> [Aim]: Reproduce the following material verbatim, line for line.

+++++

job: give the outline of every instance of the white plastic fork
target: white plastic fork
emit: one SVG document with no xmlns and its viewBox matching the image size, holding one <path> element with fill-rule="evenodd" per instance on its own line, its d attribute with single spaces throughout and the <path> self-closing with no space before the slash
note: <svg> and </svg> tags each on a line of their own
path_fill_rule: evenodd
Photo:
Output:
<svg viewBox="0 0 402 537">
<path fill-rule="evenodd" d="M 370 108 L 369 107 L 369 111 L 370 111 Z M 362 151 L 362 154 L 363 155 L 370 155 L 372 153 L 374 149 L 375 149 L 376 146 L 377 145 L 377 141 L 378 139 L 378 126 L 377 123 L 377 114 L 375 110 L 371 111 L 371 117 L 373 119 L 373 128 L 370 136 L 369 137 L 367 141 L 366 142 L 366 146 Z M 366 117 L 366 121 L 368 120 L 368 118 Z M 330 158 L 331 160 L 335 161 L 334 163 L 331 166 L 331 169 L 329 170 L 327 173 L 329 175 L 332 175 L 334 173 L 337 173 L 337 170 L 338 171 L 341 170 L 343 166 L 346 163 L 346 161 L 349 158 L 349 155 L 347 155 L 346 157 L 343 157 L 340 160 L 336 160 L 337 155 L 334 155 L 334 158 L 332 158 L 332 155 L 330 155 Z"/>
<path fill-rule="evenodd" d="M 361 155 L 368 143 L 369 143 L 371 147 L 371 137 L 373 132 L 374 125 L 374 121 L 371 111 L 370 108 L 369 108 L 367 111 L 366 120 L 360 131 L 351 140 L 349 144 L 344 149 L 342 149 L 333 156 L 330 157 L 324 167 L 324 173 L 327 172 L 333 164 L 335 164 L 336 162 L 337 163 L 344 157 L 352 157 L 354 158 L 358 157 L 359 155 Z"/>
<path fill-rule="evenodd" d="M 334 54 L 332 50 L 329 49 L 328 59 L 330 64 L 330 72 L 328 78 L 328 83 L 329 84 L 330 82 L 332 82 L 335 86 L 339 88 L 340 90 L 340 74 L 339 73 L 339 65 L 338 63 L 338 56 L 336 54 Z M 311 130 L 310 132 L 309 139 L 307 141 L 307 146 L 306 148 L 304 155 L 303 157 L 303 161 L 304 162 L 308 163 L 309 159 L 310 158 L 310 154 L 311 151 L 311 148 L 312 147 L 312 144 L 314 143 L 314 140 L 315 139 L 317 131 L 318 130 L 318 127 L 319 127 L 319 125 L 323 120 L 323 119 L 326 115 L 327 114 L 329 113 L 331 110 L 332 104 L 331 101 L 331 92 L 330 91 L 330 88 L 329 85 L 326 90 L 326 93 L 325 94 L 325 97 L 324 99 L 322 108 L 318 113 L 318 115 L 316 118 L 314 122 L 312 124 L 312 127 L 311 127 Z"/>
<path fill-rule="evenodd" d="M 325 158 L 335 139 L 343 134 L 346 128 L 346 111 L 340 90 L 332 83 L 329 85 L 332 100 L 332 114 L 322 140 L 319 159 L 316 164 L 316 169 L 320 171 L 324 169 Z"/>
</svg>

+++++

> [Problem solution]:
job: give the outline of every instance of the white plastic fork
target: white plastic fork
emit: one SVG document with no xmlns and its viewBox matching the image size, holding one <path> element with fill-rule="evenodd" per instance on its own line, its d attribute with single spaces throughout and the <path> self-closing with no space before the slash
note: <svg> and </svg> tags each on a line of their own
path_fill_rule: evenodd
Photo:
Output:
<svg viewBox="0 0 402 537">
<path fill-rule="evenodd" d="M 370 108 L 369 107 L 369 111 L 370 111 Z M 362 151 L 362 154 L 363 155 L 370 155 L 372 153 L 374 149 L 375 149 L 376 146 L 377 145 L 377 141 L 378 139 L 378 126 L 377 123 L 377 114 L 375 110 L 371 111 L 371 117 L 373 119 L 373 128 L 370 136 L 369 137 L 367 141 L 366 142 L 366 146 Z M 366 117 L 366 121 L 368 120 L 368 118 Z M 330 158 L 331 160 L 335 161 L 334 163 L 331 166 L 331 169 L 329 170 L 327 173 L 329 175 L 332 175 L 334 173 L 337 173 L 337 170 L 338 171 L 341 170 L 343 166 L 346 163 L 346 161 L 349 158 L 349 155 L 347 155 L 346 157 L 343 157 L 340 160 L 336 160 L 337 155 L 334 155 L 334 158 L 332 158 L 332 155 L 330 155 Z"/>
<path fill-rule="evenodd" d="M 361 155 L 368 143 L 369 143 L 371 147 L 371 137 L 373 132 L 374 125 L 374 121 L 371 111 L 370 108 L 369 108 L 367 111 L 366 120 L 360 131 L 351 140 L 349 144 L 344 149 L 342 149 L 333 156 L 330 157 L 324 167 L 324 173 L 327 172 L 333 164 L 335 164 L 336 162 L 337 163 L 344 157 L 352 157 L 354 158 L 358 157 L 359 155 Z"/>
<path fill-rule="evenodd" d="M 334 54 L 332 50 L 329 49 L 328 59 L 330 64 L 330 72 L 328 78 L 328 83 L 329 84 L 330 82 L 332 82 L 335 86 L 339 88 L 340 90 L 340 74 L 339 73 L 339 65 L 338 63 L 338 56 L 336 54 Z M 311 130 L 310 132 L 309 139 L 307 141 L 307 146 L 306 148 L 304 155 L 303 157 L 303 161 L 304 162 L 308 163 L 309 159 L 310 158 L 310 154 L 311 151 L 311 148 L 312 147 L 312 144 L 314 143 L 314 140 L 315 139 L 317 131 L 318 130 L 318 127 L 319 127 L 319 125 L 323 120 L 323 119 L 326 115 L 327 114 L 329 113 L 331 110 L 332 104 L 331 101 L 331 92 L 330 91 L 330 88 L 329 85 L 326 90 L 326 93 L 325 94 L 325 97 L 324 99 L 322 108 L 318 113 L 318 115 L 316 118 L 314 122 L 312 124 L 312 127 L 311 127 Z"/>
<path fill-rule="evenodd" d="M 325 158 L 335 139 L 343 134 L 346 128 L 346 111 L 340 90 L 332 83 L 329 85 L 332 100 L 332 114 L 322 140 L 319 159 L 316 164 L 316 169 L 320 171 L 324 169 Z"/>
</svg>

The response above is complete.